● **STATED GOAL**
In the material below, copy word for word everything from the line containing "Where can you spot the gray" down to the line containing "Where can you spot the bell", with both of those lines included.

● **DATA FOR THIS EXERCISE**
========================================

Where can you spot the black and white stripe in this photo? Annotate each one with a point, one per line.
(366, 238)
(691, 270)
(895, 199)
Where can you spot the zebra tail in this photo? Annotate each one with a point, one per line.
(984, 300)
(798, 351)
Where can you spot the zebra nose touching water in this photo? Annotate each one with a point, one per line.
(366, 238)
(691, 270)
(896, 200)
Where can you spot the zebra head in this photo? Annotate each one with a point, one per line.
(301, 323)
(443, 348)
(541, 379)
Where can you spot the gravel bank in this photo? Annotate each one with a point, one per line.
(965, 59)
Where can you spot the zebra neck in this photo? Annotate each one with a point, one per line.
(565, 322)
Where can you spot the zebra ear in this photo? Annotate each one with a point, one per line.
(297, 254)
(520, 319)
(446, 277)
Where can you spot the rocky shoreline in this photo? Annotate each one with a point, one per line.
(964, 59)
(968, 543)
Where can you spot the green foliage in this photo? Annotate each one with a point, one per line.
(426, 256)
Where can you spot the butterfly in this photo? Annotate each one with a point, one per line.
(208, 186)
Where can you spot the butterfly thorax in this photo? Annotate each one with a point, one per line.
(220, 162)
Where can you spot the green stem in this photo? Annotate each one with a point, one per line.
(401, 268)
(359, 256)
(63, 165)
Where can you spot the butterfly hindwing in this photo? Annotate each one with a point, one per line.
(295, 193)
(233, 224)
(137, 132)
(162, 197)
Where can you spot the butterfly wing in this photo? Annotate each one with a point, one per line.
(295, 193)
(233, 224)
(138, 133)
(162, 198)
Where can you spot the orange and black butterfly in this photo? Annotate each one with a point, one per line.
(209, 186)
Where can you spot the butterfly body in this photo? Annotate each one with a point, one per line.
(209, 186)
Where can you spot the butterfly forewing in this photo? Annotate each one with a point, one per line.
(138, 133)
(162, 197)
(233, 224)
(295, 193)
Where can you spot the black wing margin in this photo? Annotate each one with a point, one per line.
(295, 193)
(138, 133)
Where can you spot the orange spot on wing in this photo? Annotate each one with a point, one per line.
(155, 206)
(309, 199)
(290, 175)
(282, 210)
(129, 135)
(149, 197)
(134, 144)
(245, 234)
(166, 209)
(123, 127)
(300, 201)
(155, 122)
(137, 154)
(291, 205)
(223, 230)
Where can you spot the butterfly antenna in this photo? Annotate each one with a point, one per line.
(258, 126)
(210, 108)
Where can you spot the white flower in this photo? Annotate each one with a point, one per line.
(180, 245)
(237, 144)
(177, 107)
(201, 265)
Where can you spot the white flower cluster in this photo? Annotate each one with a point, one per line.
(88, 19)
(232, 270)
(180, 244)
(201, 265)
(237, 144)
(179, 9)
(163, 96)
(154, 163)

========================================

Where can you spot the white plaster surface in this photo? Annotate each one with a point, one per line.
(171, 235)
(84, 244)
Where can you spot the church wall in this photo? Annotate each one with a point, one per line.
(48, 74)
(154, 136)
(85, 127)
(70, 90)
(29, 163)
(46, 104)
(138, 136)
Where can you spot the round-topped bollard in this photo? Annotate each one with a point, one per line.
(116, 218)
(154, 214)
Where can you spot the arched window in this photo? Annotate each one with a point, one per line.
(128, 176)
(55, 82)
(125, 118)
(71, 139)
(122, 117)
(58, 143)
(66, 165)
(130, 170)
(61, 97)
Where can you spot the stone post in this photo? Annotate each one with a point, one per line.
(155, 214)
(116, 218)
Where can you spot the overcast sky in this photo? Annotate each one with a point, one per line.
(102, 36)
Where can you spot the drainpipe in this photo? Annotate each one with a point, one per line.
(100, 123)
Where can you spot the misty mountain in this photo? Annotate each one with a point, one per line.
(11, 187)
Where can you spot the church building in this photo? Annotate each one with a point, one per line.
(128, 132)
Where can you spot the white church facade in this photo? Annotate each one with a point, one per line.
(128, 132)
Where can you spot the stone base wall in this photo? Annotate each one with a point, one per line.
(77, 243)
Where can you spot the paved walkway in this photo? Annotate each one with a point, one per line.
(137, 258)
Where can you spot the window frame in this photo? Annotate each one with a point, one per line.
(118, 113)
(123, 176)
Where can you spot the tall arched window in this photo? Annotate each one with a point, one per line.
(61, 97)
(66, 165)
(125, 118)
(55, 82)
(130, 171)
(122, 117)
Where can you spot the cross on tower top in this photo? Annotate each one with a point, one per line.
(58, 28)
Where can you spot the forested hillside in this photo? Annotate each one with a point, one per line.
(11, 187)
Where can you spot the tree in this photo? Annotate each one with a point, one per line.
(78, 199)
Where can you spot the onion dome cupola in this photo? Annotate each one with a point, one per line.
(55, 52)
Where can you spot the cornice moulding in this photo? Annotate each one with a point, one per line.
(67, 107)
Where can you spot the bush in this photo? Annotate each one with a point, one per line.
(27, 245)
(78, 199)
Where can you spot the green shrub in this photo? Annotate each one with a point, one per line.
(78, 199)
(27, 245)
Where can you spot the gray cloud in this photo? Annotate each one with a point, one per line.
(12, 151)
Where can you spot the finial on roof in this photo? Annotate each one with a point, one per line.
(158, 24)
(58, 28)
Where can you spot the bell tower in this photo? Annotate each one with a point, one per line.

========================================

● **TASK ANSWER**
Where can you spot the gray cloud in this photo? Annotate each one with a point, one per line.
(12, 151)
Where can you spot the finial on roof in this photo? Annotate each one with a point, one per line.
(158, 24)
(58, 28)
Where can you spot the bell tower in this photo? Annotate each one with a point, one per line.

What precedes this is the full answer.